----- DATASET EXCERPTS
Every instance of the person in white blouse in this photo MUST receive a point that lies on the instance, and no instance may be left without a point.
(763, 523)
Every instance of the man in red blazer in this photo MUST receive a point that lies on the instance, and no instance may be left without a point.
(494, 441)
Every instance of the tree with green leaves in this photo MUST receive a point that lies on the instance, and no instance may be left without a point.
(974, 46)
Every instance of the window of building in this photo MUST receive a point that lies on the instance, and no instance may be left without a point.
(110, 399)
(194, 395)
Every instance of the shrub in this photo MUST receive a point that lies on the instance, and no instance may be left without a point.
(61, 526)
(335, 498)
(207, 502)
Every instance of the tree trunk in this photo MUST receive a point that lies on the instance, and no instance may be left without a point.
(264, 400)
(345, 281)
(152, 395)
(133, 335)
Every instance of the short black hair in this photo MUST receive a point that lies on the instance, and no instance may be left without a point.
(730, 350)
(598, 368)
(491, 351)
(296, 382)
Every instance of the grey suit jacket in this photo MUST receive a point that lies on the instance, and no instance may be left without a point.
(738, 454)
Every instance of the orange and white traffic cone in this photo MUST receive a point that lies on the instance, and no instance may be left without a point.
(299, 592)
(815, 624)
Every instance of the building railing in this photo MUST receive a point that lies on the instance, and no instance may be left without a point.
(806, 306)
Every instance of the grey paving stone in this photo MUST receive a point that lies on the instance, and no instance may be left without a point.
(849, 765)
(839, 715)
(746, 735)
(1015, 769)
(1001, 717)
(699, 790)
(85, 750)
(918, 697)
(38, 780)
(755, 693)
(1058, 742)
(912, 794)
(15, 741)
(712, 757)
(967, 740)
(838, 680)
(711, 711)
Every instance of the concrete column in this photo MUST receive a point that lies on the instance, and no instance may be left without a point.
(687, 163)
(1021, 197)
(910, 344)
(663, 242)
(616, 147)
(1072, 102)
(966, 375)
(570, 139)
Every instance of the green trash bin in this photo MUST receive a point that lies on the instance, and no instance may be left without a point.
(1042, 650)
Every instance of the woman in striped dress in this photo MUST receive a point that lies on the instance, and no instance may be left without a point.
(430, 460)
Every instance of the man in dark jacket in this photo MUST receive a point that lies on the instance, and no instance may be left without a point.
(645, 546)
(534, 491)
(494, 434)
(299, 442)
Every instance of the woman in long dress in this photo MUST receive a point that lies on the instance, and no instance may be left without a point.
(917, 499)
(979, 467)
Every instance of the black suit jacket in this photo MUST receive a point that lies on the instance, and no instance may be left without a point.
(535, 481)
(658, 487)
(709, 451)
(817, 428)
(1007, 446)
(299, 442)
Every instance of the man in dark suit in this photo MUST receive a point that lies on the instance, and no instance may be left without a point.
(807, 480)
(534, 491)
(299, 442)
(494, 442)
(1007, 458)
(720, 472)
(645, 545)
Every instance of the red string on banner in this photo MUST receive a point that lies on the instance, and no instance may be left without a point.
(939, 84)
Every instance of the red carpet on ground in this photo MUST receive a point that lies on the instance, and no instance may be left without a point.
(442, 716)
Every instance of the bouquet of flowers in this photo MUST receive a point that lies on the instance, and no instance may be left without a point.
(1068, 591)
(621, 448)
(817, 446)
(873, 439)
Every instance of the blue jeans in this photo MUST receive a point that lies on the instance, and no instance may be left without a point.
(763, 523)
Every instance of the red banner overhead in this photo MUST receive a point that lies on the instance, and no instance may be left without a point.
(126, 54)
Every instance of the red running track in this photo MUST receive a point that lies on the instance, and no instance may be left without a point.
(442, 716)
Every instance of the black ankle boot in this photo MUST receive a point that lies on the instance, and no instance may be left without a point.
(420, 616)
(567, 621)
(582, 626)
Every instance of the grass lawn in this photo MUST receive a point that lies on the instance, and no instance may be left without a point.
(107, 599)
----------
## EXERCISE PROMPT
Recast every line of the rows above as a Markdown table with the columns Line and Content, numbering the lines in order and leaving out any blank lines.

## WRITTEN RESPONSE
| Line | Content |
|---|---|
| 1 | Every instance of the person in white blouse in this photo MUST receive a point that lies on the instance, and no instance may be left without a point. |
| 2 | (763, 523) |
| 3 | Every instance of the man in red blazer in this photo MUST receive a point that lies on the instance, and no instance may be left without a point. |
| 4 | (494, 441) |
| 5 | Every instance of the tree with green leaves in this photo MUST receive a point that lies on the instance, and no instance may be left without a point. |
| 6 | (974, 46) |
| 7 | Every instance of the window of building in this photo MUST receive a point that lies on the instance, and no instance may be left without a point. |
| 8 | (110, 399) |
| 9 | (194, 395) |
| 10 | Every instance of the shrub in this photo MUST receive a point that lies on the instance, and no instance may be left without a point. |
| 11 | (61, 526) |
| 12 | (335, 498) |
| 13 | (207, 502) |
| 14 | Every instance of the tree trunk in this photo MUST receive a point that lies on the instance, and no instance may be left without a point. |
| 15 | (264, 400) |
| 16 | (345, 281) |
| 17 | (152, 395) |
| 18 | (133, 335) |
| 19 | Every instance of the short black hair in this photo MUST receive a point that lies on the instance, and no instance may be left without a point. |
| 20 | (730, 350) |
| 21 | (598, 368) |
| 22 | (491, 351) |
| 23 | (296, 382) |
| 24 | Every instance of the grey suit jacket in this photo MUST receive a point that lies on the instance, and no instance may be left without a point. |
| 25 | (738, 454) |
| 26 | Every instance of the orange and white traffic cone in this photo MUST receive a point that lies on the instance, and no instance may be left without a point. |
| 27 | (299, 592) |
| 28 | (815, 624) |
| 29 | Every instance of the building railing in this photo MUST receive a point that lies on the instance, and no instance may be left without a point. |
| 30 | (806, 306) |
| 31 | Every instance of the grey paving stone in this photo MUST receive a point that lies on the instance, and no instance may be left without a point. |
| 32 | (849, 765) |
| 33 | (839, 715) |
| 34 | (746, 735) |
| 35 | (1015, 769) |
| 36 | (1001, 717) |
| 37 | (699, 790) |
| 38 | (85, 750) |
| 39 | (918, 697) |
| 40 | (38, 780) |
| 41 | (755, 693) |
| 42 | (1058, 742) |
| 43 | (912, 794) |
| 44 | (15, 741) |
| 45 | (712, 757) |
| 46 | (967, 740) |
| 47 | (838, 680) |
| 48 | (711, 711) |
| 49 | Every instance of the concrete column in this photo MUST receive a point that lies on the instance, and no instance may be left without a point. |
| 50 | (687, 163) |
| 51 | (1021, 197) |
| 52 | (910, 344) |
| 53 | (663, 242) |
| 54 | (616, 147) |
| 55 | (1072, 102) |
| 56 | (966, 375) |
| 57 | (570, 139) |
| 58 | Every instance of the green trash bin in this photo MUST receive a point that lies on the instance, and no instance may be left without a point. |
| 59 | (1042, 650) |
| 60 | Every instance of the woman in striped dress in this photo MUST receive a point that lies on the instance, and no instance may be left without a point. |
| 61 | (430, 460) |
| 62 | Every instance of the man in dark jacket in this photo MUST receive a point that lies on the instance, and no instance may be left without a point. |
| 63 | (645, 546) |
| 64 | (534, 491) |
| 65 | (494, 434) |
| 66 | (299, 442) |
| 67 | Every instance of the woman in long dress in this photo MUST receive a point that lies on the instance, and no instance may be left without a point. |
| 68 | (917, 499) |
| 69 | (979, 467) |
| 70 | Every instance of the black suit jacket in this photo MUST receive a point that lies on the instance, and no instance may be left without a point. |
| 71 | (535, 481) |
| 72 | (658, 487) |
| 73 | (709, 451) |
| 74 | (817, 428) |
| 75 | (1007, 446) |
| 76 | (299, 442) |
| 77 | Every instance of the man in dark suit in this photo MUST receive a point that lies on the instance, and no instance may be left without a point. |
| 78 | (807, 480) |
| 79 | (534, 491) |
| 80 | (299, 442) |
| 81 | (494, 442) |
| 82 | (1007, 458) |
| 83 | (720, 472) |
| 84 | (645, 545) |
| 85 | Every instance of the red string on banner in this photo MUST receive a point that lies on the instance, and no instance may be left without a point. |
| 86 | (939, 84) |
| 87 | Every instance of the red carpet on ground in this photo MUST receive a point that lies on the instance, and no instance may be left without a point. |
| 88 | (442, 716) |
| 89 | Every instance of the bouquet of flowers in this photo MUST receive a point that lies on the instance, and no instance may be left without a point. |
| 90 | (1068, 591) |
| 91 | (621, 448) |
| 92 | (817, 446) |
| 93 | (873, 439) |
| 94 | Every instance of the blue jeans in this photo MUST receive a point that lies on the instance, and no instance may be left without a point. |
| 95 | (763, 523) |
| 96 | Every instance of the red banner overhead in this photo MUST receive a point that lies on the instance, and no instance may be left without a point. |
| 97 | (126, 54) |
| 98 | Every instance of the red running track in this photo MUST receive a point that lies on the instance, and no instance may be left without a point. |
| 99 | (442, 716) |
| 100 | Every instance of the black ankle boot in this photo MUST receive a point that lies on the instance, and no instance may be left without a point. |
| 101 | (420, 616) |
| 102 | (567, 621) |
| 103 | (582, 626) |
| 104 | Every instance of the grass lawn in this photo MUST receive a point that lies on the instance, and no instance may be left without a point. |
| 105 | (107, 599) |